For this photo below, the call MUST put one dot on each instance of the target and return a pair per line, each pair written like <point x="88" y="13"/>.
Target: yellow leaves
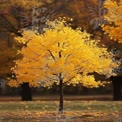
<point x="60" y="50"/>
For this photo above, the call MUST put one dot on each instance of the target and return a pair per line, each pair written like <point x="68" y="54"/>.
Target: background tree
<point x="113" y="29"/>
<point x="60" y="55"/>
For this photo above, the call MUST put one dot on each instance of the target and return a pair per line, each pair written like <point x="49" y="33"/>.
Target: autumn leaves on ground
<point x="76" y="111"/>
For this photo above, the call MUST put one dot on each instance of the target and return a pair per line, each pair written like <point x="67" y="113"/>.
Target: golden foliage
<point x="61" y="53"/>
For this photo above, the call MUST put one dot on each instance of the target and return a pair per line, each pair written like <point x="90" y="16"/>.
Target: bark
<point x="117" y="87"/>
<point x="26" y="92"/>
<point x="61" y="96"/>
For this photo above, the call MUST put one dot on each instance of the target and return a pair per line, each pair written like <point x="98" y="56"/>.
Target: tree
<point x="60" y="55"/>
<point x="115" y="20"/>
<point x="13" y="17"/>
<point x="113" y="29"/>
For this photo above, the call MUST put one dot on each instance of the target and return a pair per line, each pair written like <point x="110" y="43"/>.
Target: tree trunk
<point x="26" y="92"/>
<point x="117" y="87"/>
<point x="61" y="96"/>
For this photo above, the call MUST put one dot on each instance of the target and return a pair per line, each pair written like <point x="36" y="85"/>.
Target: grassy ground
<point x="74" y="111"/>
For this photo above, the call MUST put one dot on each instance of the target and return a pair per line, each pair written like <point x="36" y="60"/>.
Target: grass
<point x="74" y="111"/>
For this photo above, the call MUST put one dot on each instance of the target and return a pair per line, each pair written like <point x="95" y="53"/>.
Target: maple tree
<point x="60" y="55"/>
<point x="114" y="17"/>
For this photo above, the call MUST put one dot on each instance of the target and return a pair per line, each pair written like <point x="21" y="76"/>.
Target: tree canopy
<point x="60" y="53"/>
● ● ● ●
**Set problem**
Report each line of the records in which the string "tree" occurs. Treat uppercase and lowercase letters as distinct.

**Final result**
Target: background tree
Target: tree
Target: tree trunk
Target: maple tree
Target: tree canopy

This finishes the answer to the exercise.